** Start Dataset **

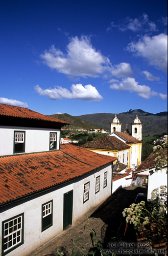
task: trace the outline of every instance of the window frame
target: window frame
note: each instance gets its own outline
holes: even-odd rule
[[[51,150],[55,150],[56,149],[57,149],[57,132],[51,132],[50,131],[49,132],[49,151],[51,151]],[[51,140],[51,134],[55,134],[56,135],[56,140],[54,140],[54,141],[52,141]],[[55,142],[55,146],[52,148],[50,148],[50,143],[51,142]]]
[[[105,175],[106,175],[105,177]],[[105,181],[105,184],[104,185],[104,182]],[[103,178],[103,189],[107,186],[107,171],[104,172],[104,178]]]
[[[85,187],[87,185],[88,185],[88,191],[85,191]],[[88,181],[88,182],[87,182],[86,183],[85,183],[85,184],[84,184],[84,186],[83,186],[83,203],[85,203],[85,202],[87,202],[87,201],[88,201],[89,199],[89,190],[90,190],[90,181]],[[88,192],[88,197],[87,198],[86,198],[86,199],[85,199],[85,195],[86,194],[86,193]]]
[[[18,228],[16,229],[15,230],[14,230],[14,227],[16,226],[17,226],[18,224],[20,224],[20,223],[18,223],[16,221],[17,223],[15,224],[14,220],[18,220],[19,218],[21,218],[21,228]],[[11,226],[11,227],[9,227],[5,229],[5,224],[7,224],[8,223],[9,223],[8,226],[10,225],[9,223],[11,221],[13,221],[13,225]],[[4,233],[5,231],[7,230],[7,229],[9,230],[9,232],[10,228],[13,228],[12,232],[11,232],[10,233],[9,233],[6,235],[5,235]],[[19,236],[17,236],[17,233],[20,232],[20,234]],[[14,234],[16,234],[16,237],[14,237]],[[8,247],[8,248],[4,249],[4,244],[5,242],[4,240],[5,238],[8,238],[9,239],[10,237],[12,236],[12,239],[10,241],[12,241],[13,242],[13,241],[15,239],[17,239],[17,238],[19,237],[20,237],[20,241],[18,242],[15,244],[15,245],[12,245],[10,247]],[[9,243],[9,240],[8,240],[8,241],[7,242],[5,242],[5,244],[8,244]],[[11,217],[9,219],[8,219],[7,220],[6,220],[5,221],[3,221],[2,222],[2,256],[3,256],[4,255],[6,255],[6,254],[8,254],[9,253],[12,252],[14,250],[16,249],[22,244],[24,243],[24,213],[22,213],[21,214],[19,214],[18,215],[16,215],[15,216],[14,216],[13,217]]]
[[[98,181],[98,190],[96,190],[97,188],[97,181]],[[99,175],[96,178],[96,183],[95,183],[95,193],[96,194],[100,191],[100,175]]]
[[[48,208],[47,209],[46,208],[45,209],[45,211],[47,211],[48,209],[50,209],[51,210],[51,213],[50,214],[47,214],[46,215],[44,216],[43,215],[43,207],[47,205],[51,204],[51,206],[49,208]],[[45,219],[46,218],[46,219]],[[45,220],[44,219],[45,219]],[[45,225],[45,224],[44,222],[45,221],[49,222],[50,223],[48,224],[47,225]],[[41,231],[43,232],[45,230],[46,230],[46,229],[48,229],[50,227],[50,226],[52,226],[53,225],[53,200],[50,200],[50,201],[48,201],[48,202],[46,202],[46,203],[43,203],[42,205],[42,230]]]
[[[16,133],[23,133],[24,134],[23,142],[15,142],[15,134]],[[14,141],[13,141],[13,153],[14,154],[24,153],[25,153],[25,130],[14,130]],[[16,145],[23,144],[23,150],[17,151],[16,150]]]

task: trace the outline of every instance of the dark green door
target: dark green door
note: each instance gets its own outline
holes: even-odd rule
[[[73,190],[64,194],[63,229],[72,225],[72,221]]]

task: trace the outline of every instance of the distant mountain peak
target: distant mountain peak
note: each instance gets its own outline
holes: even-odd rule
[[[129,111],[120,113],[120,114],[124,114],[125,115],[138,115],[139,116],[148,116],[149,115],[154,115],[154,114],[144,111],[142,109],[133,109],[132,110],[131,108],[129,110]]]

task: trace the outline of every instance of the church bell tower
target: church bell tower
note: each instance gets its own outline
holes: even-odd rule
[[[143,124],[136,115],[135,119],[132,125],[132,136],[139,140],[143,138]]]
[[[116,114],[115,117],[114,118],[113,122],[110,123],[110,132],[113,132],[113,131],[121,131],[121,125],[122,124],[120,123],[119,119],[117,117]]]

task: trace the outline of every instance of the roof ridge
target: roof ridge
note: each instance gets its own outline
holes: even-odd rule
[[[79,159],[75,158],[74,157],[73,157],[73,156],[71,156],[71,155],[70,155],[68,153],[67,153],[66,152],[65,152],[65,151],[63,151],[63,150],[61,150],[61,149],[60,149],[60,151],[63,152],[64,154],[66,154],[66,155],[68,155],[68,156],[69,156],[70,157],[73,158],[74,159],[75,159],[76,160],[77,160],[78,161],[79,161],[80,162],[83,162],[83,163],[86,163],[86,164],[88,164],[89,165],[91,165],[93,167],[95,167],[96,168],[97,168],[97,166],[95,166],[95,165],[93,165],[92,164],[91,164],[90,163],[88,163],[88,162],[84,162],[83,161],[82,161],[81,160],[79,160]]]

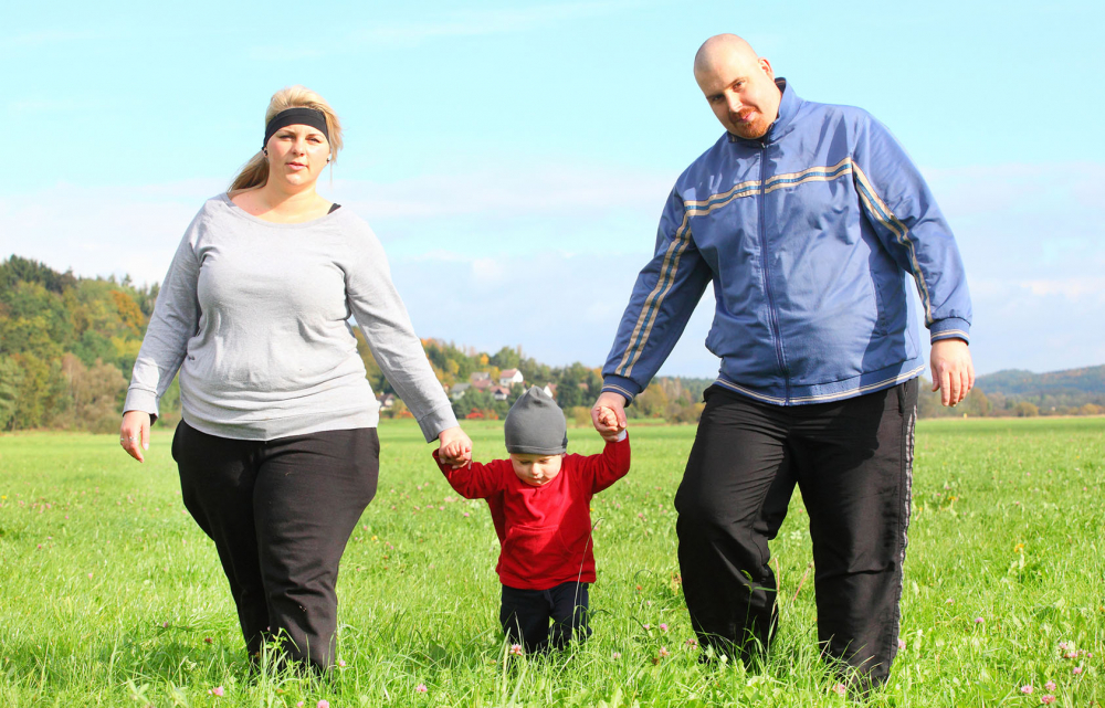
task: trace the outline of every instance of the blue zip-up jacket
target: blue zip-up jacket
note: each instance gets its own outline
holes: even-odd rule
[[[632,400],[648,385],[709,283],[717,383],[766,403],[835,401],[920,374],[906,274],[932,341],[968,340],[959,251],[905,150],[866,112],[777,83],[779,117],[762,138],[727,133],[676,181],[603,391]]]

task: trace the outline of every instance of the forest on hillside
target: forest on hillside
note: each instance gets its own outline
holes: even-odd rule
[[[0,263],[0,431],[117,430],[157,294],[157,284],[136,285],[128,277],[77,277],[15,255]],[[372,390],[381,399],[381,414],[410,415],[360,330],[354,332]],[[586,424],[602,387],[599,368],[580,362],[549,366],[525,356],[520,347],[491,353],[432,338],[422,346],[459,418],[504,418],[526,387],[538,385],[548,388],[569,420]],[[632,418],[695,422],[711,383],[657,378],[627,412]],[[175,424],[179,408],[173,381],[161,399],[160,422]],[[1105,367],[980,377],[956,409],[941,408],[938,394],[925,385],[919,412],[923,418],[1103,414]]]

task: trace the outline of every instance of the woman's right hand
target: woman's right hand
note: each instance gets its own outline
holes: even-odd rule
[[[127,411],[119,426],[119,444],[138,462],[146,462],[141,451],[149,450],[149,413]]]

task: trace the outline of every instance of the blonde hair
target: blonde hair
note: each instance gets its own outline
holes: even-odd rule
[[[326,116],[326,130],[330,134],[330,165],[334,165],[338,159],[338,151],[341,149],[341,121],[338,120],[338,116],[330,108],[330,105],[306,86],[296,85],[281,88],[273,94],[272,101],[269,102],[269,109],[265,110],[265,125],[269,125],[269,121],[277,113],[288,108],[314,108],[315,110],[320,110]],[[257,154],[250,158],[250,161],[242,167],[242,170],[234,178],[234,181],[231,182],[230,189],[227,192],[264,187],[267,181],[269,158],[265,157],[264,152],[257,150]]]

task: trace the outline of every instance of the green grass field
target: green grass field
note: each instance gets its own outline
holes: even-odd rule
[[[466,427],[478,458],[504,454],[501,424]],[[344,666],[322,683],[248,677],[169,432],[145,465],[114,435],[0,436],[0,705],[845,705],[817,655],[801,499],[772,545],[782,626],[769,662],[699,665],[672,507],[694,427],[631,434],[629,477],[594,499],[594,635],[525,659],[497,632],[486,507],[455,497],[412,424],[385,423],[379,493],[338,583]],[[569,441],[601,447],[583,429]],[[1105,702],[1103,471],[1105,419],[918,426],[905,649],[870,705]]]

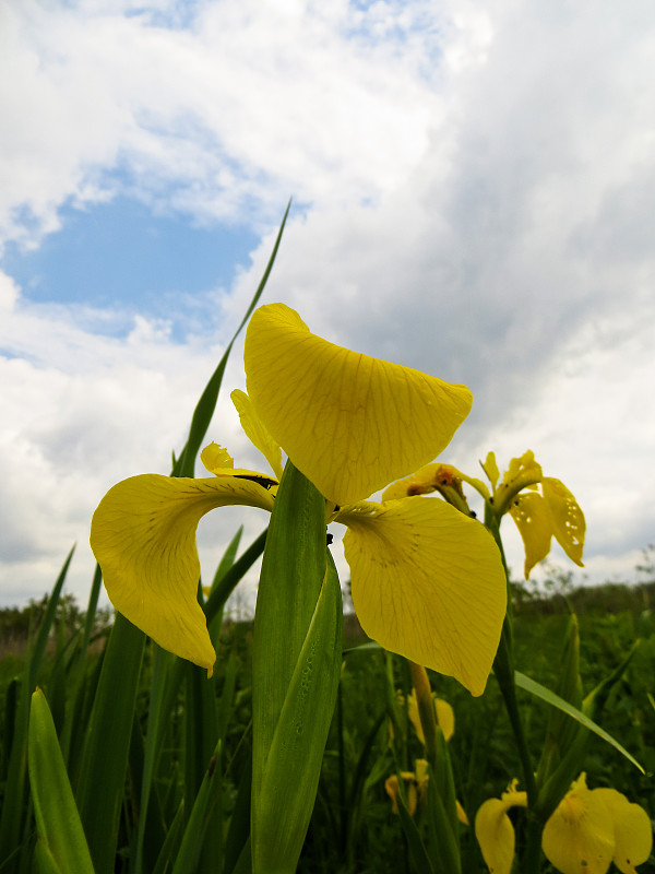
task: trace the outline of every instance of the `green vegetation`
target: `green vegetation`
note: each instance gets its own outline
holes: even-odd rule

** End Dataset **
** Start Dataset **

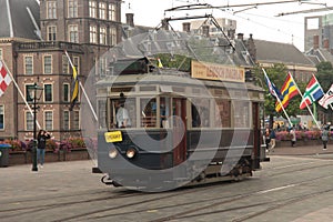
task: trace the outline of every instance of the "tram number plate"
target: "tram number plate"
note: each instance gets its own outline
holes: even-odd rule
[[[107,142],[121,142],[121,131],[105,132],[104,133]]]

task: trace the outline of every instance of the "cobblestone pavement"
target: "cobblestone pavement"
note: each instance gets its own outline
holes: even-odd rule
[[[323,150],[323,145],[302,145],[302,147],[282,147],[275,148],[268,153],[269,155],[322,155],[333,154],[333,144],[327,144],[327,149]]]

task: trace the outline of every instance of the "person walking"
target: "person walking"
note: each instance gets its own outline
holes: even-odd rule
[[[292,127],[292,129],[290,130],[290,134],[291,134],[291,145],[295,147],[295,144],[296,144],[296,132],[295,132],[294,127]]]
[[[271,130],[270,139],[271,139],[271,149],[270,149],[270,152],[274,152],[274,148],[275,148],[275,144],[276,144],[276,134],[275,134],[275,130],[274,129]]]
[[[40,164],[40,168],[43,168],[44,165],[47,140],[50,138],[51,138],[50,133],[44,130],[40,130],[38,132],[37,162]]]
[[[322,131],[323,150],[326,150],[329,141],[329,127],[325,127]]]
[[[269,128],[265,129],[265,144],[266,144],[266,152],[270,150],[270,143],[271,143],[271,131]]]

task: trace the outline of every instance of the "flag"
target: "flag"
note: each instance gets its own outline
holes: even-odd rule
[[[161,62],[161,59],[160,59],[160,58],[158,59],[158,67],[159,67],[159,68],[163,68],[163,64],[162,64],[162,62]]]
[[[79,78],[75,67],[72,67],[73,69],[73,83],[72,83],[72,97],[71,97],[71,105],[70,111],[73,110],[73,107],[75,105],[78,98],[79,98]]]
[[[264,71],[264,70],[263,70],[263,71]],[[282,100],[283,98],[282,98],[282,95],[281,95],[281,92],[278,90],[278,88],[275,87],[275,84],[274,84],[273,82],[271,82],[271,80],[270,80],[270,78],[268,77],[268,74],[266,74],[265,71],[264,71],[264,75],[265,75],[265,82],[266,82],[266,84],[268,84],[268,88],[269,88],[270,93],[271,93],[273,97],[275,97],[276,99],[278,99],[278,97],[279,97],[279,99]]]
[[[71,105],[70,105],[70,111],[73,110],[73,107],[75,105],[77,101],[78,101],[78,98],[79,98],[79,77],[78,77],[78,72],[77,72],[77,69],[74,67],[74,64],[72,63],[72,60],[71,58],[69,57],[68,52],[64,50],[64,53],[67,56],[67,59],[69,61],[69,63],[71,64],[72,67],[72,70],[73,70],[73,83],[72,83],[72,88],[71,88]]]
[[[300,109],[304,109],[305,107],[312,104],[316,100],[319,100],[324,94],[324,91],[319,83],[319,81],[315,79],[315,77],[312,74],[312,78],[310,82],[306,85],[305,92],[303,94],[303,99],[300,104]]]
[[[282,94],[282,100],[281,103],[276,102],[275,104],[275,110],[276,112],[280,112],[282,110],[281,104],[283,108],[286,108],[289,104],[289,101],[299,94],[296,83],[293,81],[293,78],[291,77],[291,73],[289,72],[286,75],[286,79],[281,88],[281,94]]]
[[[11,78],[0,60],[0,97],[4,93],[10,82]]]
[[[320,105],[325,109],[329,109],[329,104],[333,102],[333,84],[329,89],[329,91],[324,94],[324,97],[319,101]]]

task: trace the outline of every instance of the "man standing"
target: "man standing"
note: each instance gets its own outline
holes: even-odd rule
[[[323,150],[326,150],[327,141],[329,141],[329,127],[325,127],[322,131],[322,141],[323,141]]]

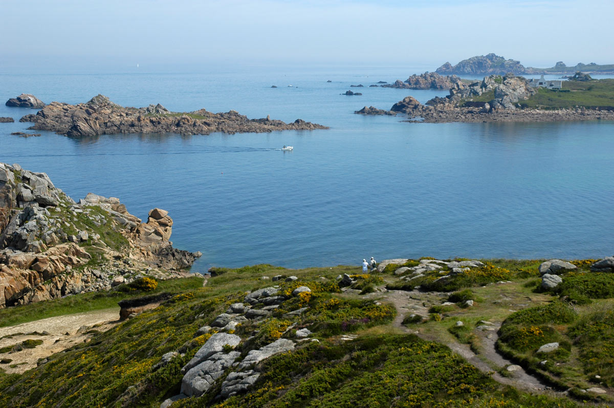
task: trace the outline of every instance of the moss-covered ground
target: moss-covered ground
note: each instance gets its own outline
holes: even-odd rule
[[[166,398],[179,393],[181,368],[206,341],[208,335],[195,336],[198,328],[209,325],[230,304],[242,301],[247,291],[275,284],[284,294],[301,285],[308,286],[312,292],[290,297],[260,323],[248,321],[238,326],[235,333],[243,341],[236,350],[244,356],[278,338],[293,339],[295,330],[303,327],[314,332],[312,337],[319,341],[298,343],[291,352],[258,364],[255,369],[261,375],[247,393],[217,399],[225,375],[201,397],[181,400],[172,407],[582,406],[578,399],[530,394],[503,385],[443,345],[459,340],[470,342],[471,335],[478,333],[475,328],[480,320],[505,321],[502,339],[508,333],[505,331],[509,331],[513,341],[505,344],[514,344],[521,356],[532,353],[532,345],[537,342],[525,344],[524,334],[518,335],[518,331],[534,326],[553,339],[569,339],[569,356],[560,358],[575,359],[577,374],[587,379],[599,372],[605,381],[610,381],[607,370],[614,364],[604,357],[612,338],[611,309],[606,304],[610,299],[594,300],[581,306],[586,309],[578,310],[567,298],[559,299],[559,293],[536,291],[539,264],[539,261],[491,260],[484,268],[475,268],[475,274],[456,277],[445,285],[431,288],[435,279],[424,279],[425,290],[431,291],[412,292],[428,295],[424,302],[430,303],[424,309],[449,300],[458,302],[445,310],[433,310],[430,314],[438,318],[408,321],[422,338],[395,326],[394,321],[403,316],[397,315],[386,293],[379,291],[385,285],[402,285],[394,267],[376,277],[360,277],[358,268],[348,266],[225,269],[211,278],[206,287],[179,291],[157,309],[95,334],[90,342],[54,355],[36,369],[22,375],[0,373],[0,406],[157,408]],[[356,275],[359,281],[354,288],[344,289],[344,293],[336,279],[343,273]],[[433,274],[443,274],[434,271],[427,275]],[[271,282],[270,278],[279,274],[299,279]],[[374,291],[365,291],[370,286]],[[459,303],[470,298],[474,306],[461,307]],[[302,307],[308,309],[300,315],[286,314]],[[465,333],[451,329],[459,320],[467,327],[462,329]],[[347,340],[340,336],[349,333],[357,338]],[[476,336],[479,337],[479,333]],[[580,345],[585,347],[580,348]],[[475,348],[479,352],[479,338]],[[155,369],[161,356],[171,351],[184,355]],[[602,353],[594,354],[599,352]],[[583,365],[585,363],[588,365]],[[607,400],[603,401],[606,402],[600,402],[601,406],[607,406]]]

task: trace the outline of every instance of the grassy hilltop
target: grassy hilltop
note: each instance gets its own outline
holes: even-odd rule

** End Dataset **
** Start Dataset **

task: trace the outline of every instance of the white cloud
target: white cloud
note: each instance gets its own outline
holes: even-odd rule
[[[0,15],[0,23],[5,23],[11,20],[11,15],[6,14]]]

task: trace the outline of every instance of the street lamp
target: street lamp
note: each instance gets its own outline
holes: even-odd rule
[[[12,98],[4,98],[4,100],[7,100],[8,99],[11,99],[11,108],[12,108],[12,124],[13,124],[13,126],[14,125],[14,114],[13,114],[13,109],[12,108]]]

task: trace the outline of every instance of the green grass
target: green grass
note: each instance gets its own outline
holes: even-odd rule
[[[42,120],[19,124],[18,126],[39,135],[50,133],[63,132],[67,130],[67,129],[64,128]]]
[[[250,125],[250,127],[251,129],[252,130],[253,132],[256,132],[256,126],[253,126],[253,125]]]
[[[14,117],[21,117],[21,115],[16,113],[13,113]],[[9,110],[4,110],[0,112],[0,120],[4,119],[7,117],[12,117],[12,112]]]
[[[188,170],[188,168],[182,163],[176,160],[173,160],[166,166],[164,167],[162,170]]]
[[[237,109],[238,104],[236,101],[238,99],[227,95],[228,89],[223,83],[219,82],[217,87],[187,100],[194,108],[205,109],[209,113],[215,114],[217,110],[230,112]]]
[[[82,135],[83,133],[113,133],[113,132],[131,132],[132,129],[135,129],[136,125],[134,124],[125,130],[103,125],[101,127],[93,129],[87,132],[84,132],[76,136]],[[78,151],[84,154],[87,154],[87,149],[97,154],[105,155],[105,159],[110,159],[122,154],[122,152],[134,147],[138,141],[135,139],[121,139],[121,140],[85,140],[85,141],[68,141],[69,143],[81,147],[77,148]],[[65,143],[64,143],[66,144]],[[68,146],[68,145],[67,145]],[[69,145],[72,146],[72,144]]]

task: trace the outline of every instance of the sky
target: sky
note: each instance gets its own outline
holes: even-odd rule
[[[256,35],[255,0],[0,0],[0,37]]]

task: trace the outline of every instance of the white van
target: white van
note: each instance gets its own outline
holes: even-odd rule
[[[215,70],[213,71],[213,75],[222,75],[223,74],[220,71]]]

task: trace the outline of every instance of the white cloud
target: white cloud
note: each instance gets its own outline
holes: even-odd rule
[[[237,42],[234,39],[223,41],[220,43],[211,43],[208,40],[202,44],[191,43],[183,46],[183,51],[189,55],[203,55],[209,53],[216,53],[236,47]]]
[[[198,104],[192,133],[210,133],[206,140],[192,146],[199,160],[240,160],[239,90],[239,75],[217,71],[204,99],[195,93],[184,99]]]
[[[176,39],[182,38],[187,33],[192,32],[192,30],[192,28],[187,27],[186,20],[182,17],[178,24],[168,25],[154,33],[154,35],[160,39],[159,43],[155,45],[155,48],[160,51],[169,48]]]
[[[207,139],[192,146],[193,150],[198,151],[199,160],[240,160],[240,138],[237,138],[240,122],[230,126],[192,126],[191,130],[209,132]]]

** End Dataset **

§ **Written problem**
Locate each line above that contains the word "peak" and copy it out in full.

§ **Task output**
task: trace the outline of every instance of the distant mountain peak
target: distant mountain peak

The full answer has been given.